● EXERCISE TASKS:
1) In the excerpt on Nokia's AI businesses, what multiple did the BofA analysts apply to 2027 estimated EBIT for Nokia's Optical and IP Networks business?
2) Continue the passage on Nokia's AI businesses from its final sentence.

● EXCERPT PROVIDED:

This is also underscored by BofA who clearly before the Q1 report updated its view on Nokia and valued both optical and IP networks with the same multiple:
"The bank’s analysts, led by Oliver Wong, moved to a sum-of-the-parts valuation from an EV/EBITDA methodology, applying a 30x multiple on 2027 estimated EBIT for Nokia’s Optical and IP Networks business and a 10x multiple on the rest of the company."
The underlying rationale is not just growth, but system-level integration. Nokia can combine optical transport and IP routing into a more energy-efficient and scalable architecture, which can lower total cost of ownership for data center operators. In an environment where power and efficiency are becoming binding constraints, this matters.
Finally, Nokia's third AI leg is AI-RAN in Nokia's wireless business which was the main reason NVIDIA invested $1B in Nokia in October 2025. This is still work in progress with commercial deployment expected to follow if trials with currently 10 operators demonstrate the performance advantages Nokia and NVIDIA are targeting.
While optical demand explains most of Nokia's recent strength, it's not just that. In IP Networks design wins are expected to convert into orders starting in Q2, broadening growth beyond optical. CEO Hotard:
"In Q1, we also saw strong growth in our IP Networks pipeline as we built deeper engagements with our AI and cloud customers on switching and routing. We were awarded new design wins and continue to build a strong pipeline of further opportunities. We expect this to translate into new orders over the coming quarters. I would say that the optimism we have on the 18%-20% is across both sides of the business right now."
In other words, both Optical and IP Networks are expected to contribute to the 18-20% combined optical and IP networks growth.
Then we also have the third and less immediate AI story in Nokia: AI-RAN which was the reason NVIDIA invested $1B in Nokia. Trials are going on and 2027 will show what appetite there is for operator adoption.

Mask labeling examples
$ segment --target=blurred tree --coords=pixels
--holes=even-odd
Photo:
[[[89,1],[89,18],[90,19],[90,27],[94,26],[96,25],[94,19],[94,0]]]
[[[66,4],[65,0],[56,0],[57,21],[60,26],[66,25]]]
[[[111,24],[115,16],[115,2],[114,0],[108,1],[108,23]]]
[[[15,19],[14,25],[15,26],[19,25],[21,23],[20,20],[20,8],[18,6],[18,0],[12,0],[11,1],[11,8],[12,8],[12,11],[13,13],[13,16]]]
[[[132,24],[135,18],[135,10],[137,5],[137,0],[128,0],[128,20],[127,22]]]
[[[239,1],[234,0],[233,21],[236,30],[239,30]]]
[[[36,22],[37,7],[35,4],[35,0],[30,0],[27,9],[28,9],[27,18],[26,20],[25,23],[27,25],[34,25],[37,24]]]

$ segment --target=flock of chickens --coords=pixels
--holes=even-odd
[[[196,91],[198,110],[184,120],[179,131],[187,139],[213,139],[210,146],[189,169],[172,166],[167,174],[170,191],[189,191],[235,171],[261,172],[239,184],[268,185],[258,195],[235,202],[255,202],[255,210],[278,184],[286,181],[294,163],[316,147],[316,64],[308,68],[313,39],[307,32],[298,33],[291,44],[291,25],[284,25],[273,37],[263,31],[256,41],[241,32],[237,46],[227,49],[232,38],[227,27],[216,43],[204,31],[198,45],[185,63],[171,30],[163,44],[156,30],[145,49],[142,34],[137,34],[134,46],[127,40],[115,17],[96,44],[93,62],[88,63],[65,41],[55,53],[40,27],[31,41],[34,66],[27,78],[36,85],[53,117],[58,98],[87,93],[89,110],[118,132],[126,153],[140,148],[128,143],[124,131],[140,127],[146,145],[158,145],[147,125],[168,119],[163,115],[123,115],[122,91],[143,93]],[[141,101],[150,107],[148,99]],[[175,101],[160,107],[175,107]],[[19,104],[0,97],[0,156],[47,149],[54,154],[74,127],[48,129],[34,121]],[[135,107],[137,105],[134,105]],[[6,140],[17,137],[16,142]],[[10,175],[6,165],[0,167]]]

● FINAL RESULTS:
1) A 30x multiple.

2)
Morgan Stanley analyst Terence Tsui raised the firm’s price target on Nokia (NOK) to EUR 11 (about $12.88) from EUR 8.50 and keeps an Overweight rating on the shares.
Cramer's lightning round: Nokia: "I think it's a winner. It's back. I can't believe it. It finally did come back, and I got to hand it to those guys for sticking around because, wow, I think it's got a lot of good technology."
Video link here, Nokia discussed 2:22 onwards.
COMMENT: If nothing else, this kind of pronouncements may educate retail investors on what kind of company Nokia is today and that it's an active participant in the AI supercycle.
Currently Nokia is +3% and Ciena -7%. Might this be sector rebalancing? Institutional investors harvesting part of the massive gains from Ciena and redeploying them into the resurgent AI networking alternative Nokia which quite possibly currently offers a better risk-reward profile following its strong Q1 messaging.
Maybe this hasn't been mentioned: April 24 Craig-Hallum rated Nokia as a BUY with target price $15. There is no additional info available.
Some issues in Q1 and the updates given that I think merit to be highlighted. Many of them imply strikingly positive revisions of growth assumptions but also seriously impactful "facts on the ground" regarding AI & Cloud orders.
1) Clear growth pockets in Q1 despite modest overall growth (4% in constant currencies)
- Optical: 20% organic growth
- AI & Cloud: +49%
- Mission-critical enterprise & defense: +19%
- Technology licensing: +10%
2) Orders in Q1 point to forward momentum
- €1B AI & Cloud orders vs €350M revenue (≈3x), indicating strong backlog build. This can be compared to €2.4B of AI & Cloud orders in FY 2025 (on average €600M per quarter).
- Group book-to-bill >1, and well above 1 in Network Infrastructure.
- Hotard indicated optical order-to-delivery lead times are typically 12–18 months (somewhat shorter in IP). This implies that a meaningful share of recent orders is still to be delivered, supporting revenue visibility partly extending into 2027.
3) Guidance and market expectations moved up materially
- NI growth 2026: 6–8% → 12–14%
- Optical + IP growth 2026: 10–12% → 18–20%
- Hyperscaler capex (2026): $540B → $700B
- AI & Cloud market CAGR (2025–2028): 16% → 27%
4) Additional investments will be made to the San José fab
- Demand is growing so considerably that Nokia is increasing its investments from what the plan was.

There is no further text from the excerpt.